### [Task requirements]
Repeat all entries exactly.

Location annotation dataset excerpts
## Start

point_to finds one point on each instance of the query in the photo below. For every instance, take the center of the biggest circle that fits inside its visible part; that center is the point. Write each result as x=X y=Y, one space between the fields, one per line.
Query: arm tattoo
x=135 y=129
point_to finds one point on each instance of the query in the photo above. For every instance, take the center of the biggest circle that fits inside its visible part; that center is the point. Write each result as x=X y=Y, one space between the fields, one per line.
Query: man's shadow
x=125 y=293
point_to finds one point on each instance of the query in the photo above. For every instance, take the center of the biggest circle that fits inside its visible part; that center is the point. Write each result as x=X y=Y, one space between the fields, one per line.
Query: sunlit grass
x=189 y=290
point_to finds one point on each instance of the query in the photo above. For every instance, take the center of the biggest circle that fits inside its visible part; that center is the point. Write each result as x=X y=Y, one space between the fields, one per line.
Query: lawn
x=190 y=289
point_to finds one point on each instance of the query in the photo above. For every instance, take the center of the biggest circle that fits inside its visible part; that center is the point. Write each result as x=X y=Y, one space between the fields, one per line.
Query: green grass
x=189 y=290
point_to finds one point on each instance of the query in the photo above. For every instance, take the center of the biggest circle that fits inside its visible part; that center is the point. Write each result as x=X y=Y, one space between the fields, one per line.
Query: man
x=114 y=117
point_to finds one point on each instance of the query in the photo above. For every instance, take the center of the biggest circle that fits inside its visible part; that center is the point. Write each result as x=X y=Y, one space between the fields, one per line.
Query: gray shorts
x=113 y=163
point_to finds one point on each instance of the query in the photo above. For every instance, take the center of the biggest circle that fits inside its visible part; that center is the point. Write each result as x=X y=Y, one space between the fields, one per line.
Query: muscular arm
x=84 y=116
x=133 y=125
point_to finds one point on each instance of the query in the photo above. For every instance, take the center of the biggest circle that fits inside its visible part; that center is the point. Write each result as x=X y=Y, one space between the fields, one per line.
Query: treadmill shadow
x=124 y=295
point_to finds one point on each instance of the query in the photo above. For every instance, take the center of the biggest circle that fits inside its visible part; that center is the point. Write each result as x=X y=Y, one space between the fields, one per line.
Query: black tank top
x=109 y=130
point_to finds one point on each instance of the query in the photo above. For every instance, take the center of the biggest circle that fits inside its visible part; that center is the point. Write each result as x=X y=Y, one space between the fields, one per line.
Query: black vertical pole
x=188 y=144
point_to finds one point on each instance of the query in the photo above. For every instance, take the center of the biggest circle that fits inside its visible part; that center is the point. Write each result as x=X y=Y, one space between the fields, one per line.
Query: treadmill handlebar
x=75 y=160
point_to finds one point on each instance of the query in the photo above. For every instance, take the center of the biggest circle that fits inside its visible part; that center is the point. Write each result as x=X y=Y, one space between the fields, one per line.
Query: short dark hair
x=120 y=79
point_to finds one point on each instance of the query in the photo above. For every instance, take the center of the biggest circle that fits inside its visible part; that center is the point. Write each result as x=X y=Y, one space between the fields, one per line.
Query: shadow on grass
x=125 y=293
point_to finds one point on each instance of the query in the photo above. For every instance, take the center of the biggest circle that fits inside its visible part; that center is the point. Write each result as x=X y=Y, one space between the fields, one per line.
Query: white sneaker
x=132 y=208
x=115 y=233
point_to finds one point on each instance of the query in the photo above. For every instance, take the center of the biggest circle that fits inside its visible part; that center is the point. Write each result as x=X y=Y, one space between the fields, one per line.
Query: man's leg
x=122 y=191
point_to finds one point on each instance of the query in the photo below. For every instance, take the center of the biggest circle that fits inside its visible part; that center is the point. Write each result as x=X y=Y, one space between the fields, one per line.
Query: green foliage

## End

### [Result of the task]
point_to finds one point on each instance of the query in the photo below. For every instance, take the center of the biggest circle that fits inside its visible part; that center is the point. Write each result as x=X y=Y, one space between the fields, one per line.
Query: arm tattoo
x=135 y=129
point_to finds one point on each instance of the query in the photo above. For every instance, take the center of the biggest circle that fits inside its visible part; that center is the point. Write each result as x=X y=Y, one space between the fields, one per line.
Query: man's shadow
x=125 y=293
point_to finds one point on each instance of the query in the photo above. For every instance, take the center of the biggest circle that fits inside its visible part; that center is the point. Write each result as x=X y=Y, one space between the fields, one per line.
Query: sunlit grass
x=189 y=290
point_to finds one point on each instance of the query in the photo above. For every instance, take the center of the biggest circle that fits inside its visible part; that center is the point. Write each result as x=X y=Y, one space between the fields, one per line.
Query: lawn
x=190 y=289
point_to finds one point on each instance of the query in the photo above. For every instance, take the center of the biggest circle that fits inside its visible part; that center is the point. Write each result as x=X y=Y, one space between the fields, one per line.
Query: green grass
x=189 y=290
point_to finds one point on each instance of the query in the photo above. For every instance, take the center of the biggest circle that fits inside its visible part; that center is the point. Write each result as x=X y=Y, one space between the fields, one per line.
Query: man
x=114 y=117
point_to finds one point on each instance of the query in the photo above. For every instance, take the center of the biggest circle that fits inside its visible part; that center is the point. Write each result as x=X y=Y, one space between the fields, one per line.
Query: gray shorts
x=113 y=163
point_to finds one point on each instance of the query in the photo above. For every instance, take the center of the biggest circle that fits inside its visible part; that center is the point. Write each result as x=X y=Y, one space between the fields, one per line.
Query: muscular arm
x=84 y=116
x=133 y=125
point_to finds one point on each instance of the query in the photo above. For every instance, take the center of the biggest circle that fits inside its visible part; that center is the point. Write each result as x=X y=Y, one space between the fields, one per line.
Query: treadmill shadow
x=124 y=295
point_to finds one point on each instance of the query in the photo above. For every instance, take the center of the biggest circle that fits inside its visible part; that center is the point. Write each result as x=X y=Y, one space between the fields, one per line.
Query: black tank top
x=109 y=130
point_to finds one point on each instance of the query in the photo above. For every instance, take the center of the biggest circle that fits inside its visible part; that center is the point. Write each result as x=X y=Y, one space between the fields, one per line.
Query: black vertical pole
x=188 y=144
point_to finds one point on each instance of the query in the photo above. For every instance, take the center of the biggest circle that fits inside its visible part; that center is the point. Write each result as x=X y=Y, one space between the fields, one per line.
Query: treadmill handlebar
x=75 y=160
point_to finds one point on each instance of the query in the photo above. For every instance, take the center of the biggest circle that fits inside its visible part; that center is the point. Write each result as x=X y=Y, one space between the fields, one per line.
Query: short dark hair
x=120 y=79
point_to finds one point on each instance of the query in the photo above. For every instance, take the center of the biggest circle that fits inside its visible part; that center is the point. Write each result as x=X y=Y, one space between the fields, one per line.
Query: shadow on grass
x=125 y=293
point_to finds one point on each instance of the query in the photo above. For every instance, take the center of the biggest circle that fits inside its visible part; that center is the point. Write each result as x=X y=Y, one space between the fields, one per line.
Query: white sneaker
x=132 y=208
x=115 y=233
point_to finds one point on each instance of the query in the photo above. For every instance, take the center of the biggest circle that fits inside its visible part; that center is the point. Write each result as x=X y=Y, one space between the fields, one per line.
Query: man's leg
x=122 y=191
point_to finds one point on each instance of the query in the photo below. For every instance, take the center of the biggest circle that fits inside its visible part; that center is the point. Write each result as x=X y=Y, one space between the fields, one per line.
Query: green foliage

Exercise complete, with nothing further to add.